*Document passage*
This non-written contract covers a range of rights and responsibilities, duties and expectations from both, the employer and employee. Definitions of Personnel and Human Resource Management In recent years there has been a shift in the use of the term Personnel Management to the term Human Resource Management, but are these two terms similar in nature or do they truly differ in the end results they aim to achieve? Various authors have different opinions on this matter. According to Guest (1989), compares with Personnel Management, Human Resource Management is more concerned with a long-term rather than a short-term perspective.

In other words, in the recruiting process, Human Resource managers strictly bear in mind the adaptability and exploitation of the individuals they recruit, so that an organization can deploy them and develop them to their full potential in order to maximise employee performance, thus resulting in a long term investment for the organization. Guest also identifies that Human Resource Management is based on a psychological contract founded on commitment rather than compliance, and this will be further analysed later on. Within every organization there must exist some kind of control.

While PM seems to value external control, HRM seeks self-control of their employees. This relates strongly to the psychological contract based on high commitment, and thus creating a sense of need for self-control, rather than external control. A Unitarian perspective where the organization is seen as a whole harmonious team, in which there are existing common interests and a common source of loyalty is what HRM searches for, as opposed to, PM which joys a pluralistic perspective where the organization is viewed as one in which there are powerful competing sub-groups with their own objectives and interests.

*Collected data*
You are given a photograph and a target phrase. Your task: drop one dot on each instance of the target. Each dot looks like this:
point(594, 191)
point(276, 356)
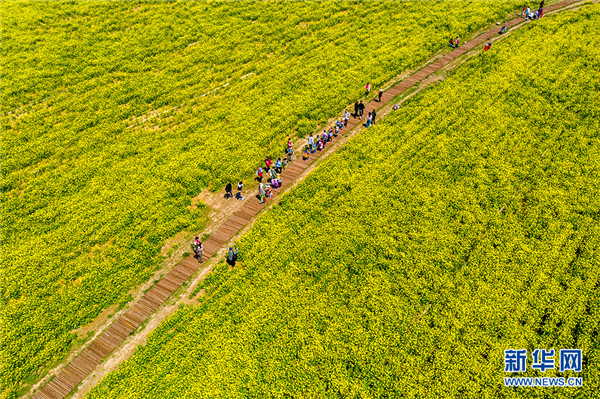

*What is asked*
A. In the passage on Personnel and Human Resource Management, what does Guest say the psychological contract of Human Resource Management is founded on?
B. Carry on the passage on Personnel and Human Resource Management from its last sentence.
These lines have no connection to the passage on Personnel and Human Resource Management.

*Outputs*
A. It is founded on commitment rather than compliance.

B.
Finally, compared with PM, HRM seeks an organic rather than a bureaucratic structure; integration with line management rather that specialisation and last but not least important, HRM strives to reach maximum utilization of staff through motivation, empowerment and other HRM issues, rather than deeming staff as a cost. Crainer (1998), for example refers to the change in PM to HRM as: ” The emerging role of Human Resource Management is radically different from that of the past, when it dealt with bureaucracy of employing people and little else.

From being a caring role, HRM has been re-aligned as a strategic role, focussed on the business needs and strategic plans of the organization”. In other words, HRM seeks for best practice in recruiting the right people so that organizational goals can be achieved through this human resource. Whilst PM focussed mainly in the caring of employees as human beings, HRM plays a strategic role where this human resource aids to deal with the business needs, hence achieving organizational goals though employees.

So it can be said that whilst PM only or mainly had a caring role, HRM has a wider role, in not only caring for employees but also “using” these content employees who are being taken care of to contribute to achieve organizational goals with their own personal development and deployment. It can be argued that PM is simply an elevation to HRM. According to Cumming (1993), for example, argues that HRM is just a new term to what most good Personnel managers have been already practising.

It might be possible that then this more clarified term of HRM, can be used for those managers who were not practising properly their role, and even as a re-enforcement to those managers who have been already practising. All in all, re-enforcing a practice that wishes to be kept and improved for a longer term needs to be maintained not occasionally but on a daily basis. Either way in this matter, it can be said, that HRM is a re-enforcement or an introduction to an improved way to manage such an important resource.

According to Mills (2002), in the 1960’s and 1970’s many new federal laws in the United States affected directly the relationship between employer and employee. These laws included the Civil Rights Act of 1964, the Occupational Health and Safety Act of 1970 and the Employee Retirement Income Security Act of 1974 (ERISA). It was then where organizations relied heavily on Personnel Managers to help them follow these Federal regulations regarding hiring, firing and worker Safety. As in any organization, complying with the law is one essential matter.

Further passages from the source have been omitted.